*WRITTEN TASK:* Render every line of the items below as a Markdown table with the columns No. and Text, numbering the rows in order and omitting blank lines.

[begin ENTRIES PROVIDED]

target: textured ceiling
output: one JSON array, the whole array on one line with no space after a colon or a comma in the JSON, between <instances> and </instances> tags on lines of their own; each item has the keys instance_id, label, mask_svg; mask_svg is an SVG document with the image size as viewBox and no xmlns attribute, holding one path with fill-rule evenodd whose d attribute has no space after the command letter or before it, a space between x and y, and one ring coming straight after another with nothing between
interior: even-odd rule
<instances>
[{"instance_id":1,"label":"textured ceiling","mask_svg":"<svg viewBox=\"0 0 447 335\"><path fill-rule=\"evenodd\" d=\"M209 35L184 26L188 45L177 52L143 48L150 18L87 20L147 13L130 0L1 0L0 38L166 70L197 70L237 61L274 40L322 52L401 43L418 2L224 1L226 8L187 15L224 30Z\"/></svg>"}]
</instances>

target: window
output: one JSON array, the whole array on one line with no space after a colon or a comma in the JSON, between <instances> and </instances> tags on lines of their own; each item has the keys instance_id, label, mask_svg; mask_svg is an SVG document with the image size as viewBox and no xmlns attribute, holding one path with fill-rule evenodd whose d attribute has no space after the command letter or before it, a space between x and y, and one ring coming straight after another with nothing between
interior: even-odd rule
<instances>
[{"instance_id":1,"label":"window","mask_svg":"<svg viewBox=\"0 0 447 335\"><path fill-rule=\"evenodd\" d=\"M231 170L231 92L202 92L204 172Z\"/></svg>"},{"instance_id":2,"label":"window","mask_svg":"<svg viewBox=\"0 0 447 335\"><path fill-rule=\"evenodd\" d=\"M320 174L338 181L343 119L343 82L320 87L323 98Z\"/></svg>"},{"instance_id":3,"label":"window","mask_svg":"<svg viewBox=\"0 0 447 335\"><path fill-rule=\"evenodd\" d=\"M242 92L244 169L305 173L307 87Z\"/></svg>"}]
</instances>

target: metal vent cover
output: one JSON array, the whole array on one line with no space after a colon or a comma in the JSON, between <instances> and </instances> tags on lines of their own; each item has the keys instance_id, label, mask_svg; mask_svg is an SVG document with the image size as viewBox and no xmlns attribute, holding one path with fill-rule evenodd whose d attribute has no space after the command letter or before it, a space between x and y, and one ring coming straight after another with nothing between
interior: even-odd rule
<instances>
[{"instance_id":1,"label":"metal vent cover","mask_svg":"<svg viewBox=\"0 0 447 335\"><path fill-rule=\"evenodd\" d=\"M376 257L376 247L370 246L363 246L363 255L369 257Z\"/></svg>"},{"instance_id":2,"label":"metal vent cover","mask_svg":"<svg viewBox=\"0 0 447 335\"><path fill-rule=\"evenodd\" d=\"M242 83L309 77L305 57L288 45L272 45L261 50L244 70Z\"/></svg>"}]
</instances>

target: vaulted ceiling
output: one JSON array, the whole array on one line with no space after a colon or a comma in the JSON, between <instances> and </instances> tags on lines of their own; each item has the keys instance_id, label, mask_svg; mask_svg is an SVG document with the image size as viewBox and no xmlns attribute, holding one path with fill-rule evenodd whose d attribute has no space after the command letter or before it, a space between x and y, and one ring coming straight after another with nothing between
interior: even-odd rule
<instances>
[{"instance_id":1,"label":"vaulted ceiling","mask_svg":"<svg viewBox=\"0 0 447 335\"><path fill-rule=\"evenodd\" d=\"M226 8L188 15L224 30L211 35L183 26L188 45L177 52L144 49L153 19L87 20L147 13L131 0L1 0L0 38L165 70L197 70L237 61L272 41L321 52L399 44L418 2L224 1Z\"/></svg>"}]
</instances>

[end ENTRIES PROVIDED]

*ANSWER TO THIS EXERCISE:*
| No. | Text |
|---|---|
| 1 | target: textured ceiling |
| 2 | output: one JSON array, the whole array on one line with no space after a colon or a comma in the JSON, between <instances> and </instances> tags on lines of their own; each item has the keys instance_id, label, mask_svg; mask_svg is an SVG document with the image size as viewBox and no xmlns attribute, holding one path with fill-rule evenodd whose d attribute has no space after the command letter or before it, a space between x and y, and one ring coming straight after another with nothing between |
| 3 | interior: even-odd rule |
| 4 | <instances> |
| 5 | [{"instance_id":1,"label":"textured ceiling","mask_svg":"<svg viewBox=\"0 0 447 335\"><path fill-rule=\"evenodd\" d=\"M209 35L184 26L188 45L177 52L143 48L150 18L87 20L147 13L130 0L1 0L0 38L166 70L197 70L237 61L274 40L322 52L401 43L418 2L224 1L226 8L187 15L224 30Z\"/></svg>"}] |
| 6 | </instances> |
| 7 | target: window |
| 8 | output: one JSON array, the whole array on one line with no space after a colon or a comma in the JSON, between <instances> and </instances> tags on lines of their own; each item has the keys instance_id, label, mask_svg; mask_svg is an SVG document with the image size as viewBox and no xmlns attribute, holding one path with fill-rule evenodd whose d attribute has no space after the command letter or before it, a space between x and y, and one ring coming straight after another with nothing between |
| 9 | interior: even-odd rule |
| 10 | <instances> |
| 11 | [{"instance_id":1,"label":"window","mask_svg":"<svg viewBox=\"0 0 447 335\"><path fill-rule=\"evenodd\" d=\"M231 170L231 92L202 92L204 172Z\"/></svg>"},{"instance_id":2,"label":"window","mask_svg":"<svg viewBox=\"0 0 447 335\"><path fill-rule=\"evenodd\" d=\"M320 174L338 181L343 119L343 82L320 87L323 98Z\"/></svg>"},{"instance_id":3,"label":"window","mask_svg":"<svg viewBox=\"0 0 447 335\"><path fill-rule=\"evenodd\" d=\"M242 92L244 169L305 173L307 87Z\"/></svg>"}] |
| 12 | </instances> |
| 13 | target: metal vent cover |
| 14 | output: one JSON array, the whole array on one line with no space after a colon or a comma in the JSON, between <instances> and </instances> tags on lines of their own; each item has the keys instance_id, label, mask_svg; mask_svg is an SVG document with the image size as viewBox and no xmlns attribute, holding one path with fill-rule evenodd whose d attribute has no space after the command letter or before it, a space between x and y, and one ring coming straight after another with nothing between |
| 15 | interior: even-odd rule |
| 16 | <instances> |
| 17 | [{"instance_id":1,"label":"metal vent cover","mask_svg":"<svg viewBox=\"0 0 447 335\"><path fill-rule=\"evenodd\" d=\"M376 257L376 247L370 246L363 246L363 255L369 257Z\"/></svg>"},{"instance_id":2,"label":"metal vent cover","mask_svg":"<svg viewBox=\"0 0 447 335\"><path fill-rule=\"evenodd\" d=\"M242 83L309 77L305 57L288 45L272 45L261 50L244 70Z\"/></svg>"}] |
| 18 | </instances> |
| 19 | target: vaulted ceiling |
| 20 | output: one JSON array, the whole array on one line with no space after a colon or a comma in the JSON, between <instances> and </instances> tags on lines of their own; each item has the keys instance_id, label, mask_svg; mask_svg is an SVG document with the image size as viewBox and no xmlns attribute, holding one path with fill-rule evenodd whose d attribute has no space after the command letter or before it, a space between x and y, and one ring coming straight after another with nothing between |
| 21 | interior: even-odd rule |
| 22 | <instances> |
| 23 | [{"instance_id":1,"label":"vaulted ceiling","mask_svg":"<svg viewBox=\"0 0 447 335\"><path fill-rule=\"evenodd\" d=\"M226 8L188 15L224 30L211 35L183 26L188 45L177 52L144 49L153 19L87 20L147 13L131 0L1 0L0 38L165 70L197 70L237 61L272 41L321 52L399 44L418 2L224 1Z\"/></svg>"}] |
| 24 | </instances> |